__EXTRACTED INFORMATION__.
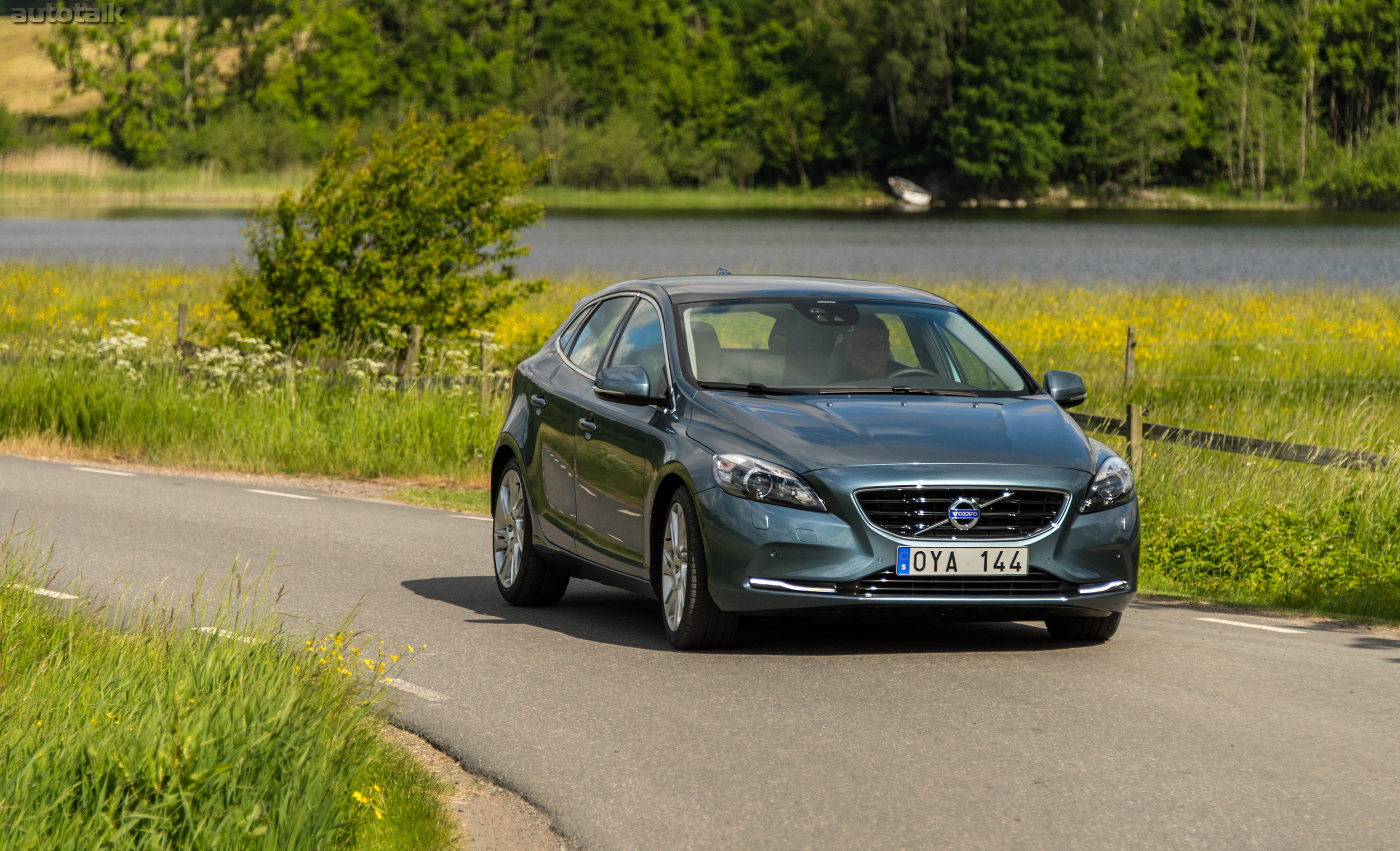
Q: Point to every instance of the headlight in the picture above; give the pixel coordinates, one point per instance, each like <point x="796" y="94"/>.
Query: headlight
<point x="1112" y="486"/>
<point x="765" y="482"/>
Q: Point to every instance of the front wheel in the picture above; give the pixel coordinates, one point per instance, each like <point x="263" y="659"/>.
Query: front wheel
<point x="521" y="574"/>
<point x="689" y="615"/>
<point x="1084" y="629"/>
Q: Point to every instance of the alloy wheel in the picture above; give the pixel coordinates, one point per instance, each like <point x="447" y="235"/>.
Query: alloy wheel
<point x="508" y="528"/>
<point x="675" y="566"/>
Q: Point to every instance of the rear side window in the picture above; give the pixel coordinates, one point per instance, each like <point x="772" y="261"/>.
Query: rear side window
<point x="591" y="346"/>
<point x="640" y="345"/>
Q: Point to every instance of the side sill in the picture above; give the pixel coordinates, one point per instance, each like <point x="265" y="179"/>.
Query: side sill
<point x="567" y="563"/>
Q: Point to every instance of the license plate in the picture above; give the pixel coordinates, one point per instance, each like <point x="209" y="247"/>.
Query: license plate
<point x="961" y="562"/>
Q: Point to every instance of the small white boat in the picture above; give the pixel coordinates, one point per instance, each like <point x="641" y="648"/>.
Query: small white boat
<point x="911" y="192"/>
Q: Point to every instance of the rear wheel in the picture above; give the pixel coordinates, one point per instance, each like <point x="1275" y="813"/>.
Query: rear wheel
<point x="1084" y="629"/>
<point x="521" y="574"/>
<point x="689" y="615"/>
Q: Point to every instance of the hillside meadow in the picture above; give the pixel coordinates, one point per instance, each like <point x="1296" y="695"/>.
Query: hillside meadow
<point x="88" y="370"/>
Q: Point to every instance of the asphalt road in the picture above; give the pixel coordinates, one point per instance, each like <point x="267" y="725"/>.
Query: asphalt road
<point x="1179" y="734"/>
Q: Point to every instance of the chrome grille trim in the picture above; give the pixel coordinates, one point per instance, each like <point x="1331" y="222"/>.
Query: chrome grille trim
<point x="886" y="584"/>
<point x="920" y="511"/>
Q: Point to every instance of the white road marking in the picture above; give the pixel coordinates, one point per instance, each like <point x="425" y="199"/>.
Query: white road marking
<point x="57" y="596"/>
<point x="226" y="635"/>
<point x="419" y="690"/>
<point x="1253" y="626"/>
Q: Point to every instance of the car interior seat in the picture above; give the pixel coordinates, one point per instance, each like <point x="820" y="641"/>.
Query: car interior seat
<point x="807" y="347"/>
<point x="707" y="356"/>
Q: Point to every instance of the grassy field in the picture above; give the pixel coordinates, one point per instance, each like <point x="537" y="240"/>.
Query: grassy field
<point x="1314" y="366"/>
<point x="77" y="181"/>
<point x="143" y="727"/>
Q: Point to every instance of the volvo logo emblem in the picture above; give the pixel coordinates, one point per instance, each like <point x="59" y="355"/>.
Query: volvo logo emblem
<point x="964" y="514"/>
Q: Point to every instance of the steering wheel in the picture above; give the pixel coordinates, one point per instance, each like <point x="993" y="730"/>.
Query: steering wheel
<point x="912" y="371"/>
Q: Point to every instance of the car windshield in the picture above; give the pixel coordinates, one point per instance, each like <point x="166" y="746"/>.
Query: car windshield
<point x="832" y="346"/>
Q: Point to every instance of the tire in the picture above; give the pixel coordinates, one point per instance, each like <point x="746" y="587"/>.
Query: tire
<point x="521" y="574"/>
<point x="688" y="613"/>
<point x="1084" y="629"/>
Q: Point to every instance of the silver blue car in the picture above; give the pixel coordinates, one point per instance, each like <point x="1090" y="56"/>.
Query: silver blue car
<point x="744" y="445"/>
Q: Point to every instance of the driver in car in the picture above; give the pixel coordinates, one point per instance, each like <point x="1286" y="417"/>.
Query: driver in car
<point x="867" y="352"/>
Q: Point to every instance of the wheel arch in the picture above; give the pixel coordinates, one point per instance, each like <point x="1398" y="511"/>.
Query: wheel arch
<point x="673" y="479"/>
<point x="505" y="454"/>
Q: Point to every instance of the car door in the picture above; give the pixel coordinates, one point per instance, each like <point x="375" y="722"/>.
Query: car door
<point x="556" y="408"/>
<point x="615" y="447"/>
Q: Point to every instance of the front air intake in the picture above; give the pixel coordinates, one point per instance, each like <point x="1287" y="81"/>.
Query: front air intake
<point x="923" y="511"/>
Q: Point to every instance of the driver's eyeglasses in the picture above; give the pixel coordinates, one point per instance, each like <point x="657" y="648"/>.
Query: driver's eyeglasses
<point x="867" y="347"/>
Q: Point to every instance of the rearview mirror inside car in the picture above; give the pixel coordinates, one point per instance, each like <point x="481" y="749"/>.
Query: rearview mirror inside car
<point x="1066" y="388"/>
<point x="628" y="385"/>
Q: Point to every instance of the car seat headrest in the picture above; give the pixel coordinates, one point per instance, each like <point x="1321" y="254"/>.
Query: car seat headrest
<point x="707" y="356"/>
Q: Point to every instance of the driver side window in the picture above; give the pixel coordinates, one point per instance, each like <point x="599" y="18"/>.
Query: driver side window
<point x="597" y="333"/>
<point x="642" y="345"/>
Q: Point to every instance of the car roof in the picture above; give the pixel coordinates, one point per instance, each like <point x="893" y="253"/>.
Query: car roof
<point x="715" y="287"/>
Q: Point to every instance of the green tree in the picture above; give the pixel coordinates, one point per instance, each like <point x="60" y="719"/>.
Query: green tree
<point x="790" y="124"/>
<point x="1006" y="129"/>
<point x="416" y="230"/>
<point x="139" y="93"/>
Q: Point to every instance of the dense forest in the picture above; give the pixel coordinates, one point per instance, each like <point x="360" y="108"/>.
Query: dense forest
<point x="998" y="99"/>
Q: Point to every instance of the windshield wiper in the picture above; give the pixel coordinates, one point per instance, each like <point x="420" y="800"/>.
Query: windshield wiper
<point x="899" y="389"/>
<point x="752" y="388"/>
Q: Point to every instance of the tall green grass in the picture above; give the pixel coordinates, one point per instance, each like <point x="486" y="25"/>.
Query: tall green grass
<point x="203" y="727"/>
<point x="332" y="426"/>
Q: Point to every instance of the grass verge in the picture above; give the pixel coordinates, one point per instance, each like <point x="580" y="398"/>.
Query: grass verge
<point x="206" y="728"/>
<point x="472" y="500"/>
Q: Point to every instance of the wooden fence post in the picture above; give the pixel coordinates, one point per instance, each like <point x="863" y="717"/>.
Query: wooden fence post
<point x="488" y="366"/>
<point x="292" y="380"/>
<point x="181" y="324"/>
<point x="410" y="364"/>
<point x="1130" y="357"/>
<point x="1135" y="437"/>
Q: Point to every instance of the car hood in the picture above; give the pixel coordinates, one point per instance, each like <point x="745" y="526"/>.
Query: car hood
<point x="814" y="433"/>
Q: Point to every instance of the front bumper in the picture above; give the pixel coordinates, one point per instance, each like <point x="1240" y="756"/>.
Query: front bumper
<point x="771" y="559"/>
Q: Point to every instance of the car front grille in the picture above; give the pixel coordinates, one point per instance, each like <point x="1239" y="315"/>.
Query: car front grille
<point x="922" y="511"/>
<point x="886" y="584"/>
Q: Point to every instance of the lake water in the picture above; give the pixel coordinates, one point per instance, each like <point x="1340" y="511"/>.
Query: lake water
<point x="1280" y="248"/>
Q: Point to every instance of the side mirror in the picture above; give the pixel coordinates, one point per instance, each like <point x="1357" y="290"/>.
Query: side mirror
<point x="628" y="385"/>
<point x="1066" y="388"/>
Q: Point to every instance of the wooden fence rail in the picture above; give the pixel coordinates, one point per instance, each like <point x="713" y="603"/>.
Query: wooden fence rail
<point x="1224" y="443"/>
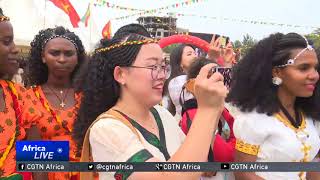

__PROBLEM DETAILS__. Return a word-for-word copy of the lines above from the one holding "Query: grass verge" through the one holding "Q: Point to every instance of the wooden fence post", with both of them included and nothing besides.

__RESULT OF THIS EXERCISE__.
Query: grass verge
<point x="206" y="728"/>
<point x="472" y="500"/>
Q: Point to every instance of the wooden fence post in the picture above; give the pixel coordinates, one point per instance, each like <point x="863" y="717"/>.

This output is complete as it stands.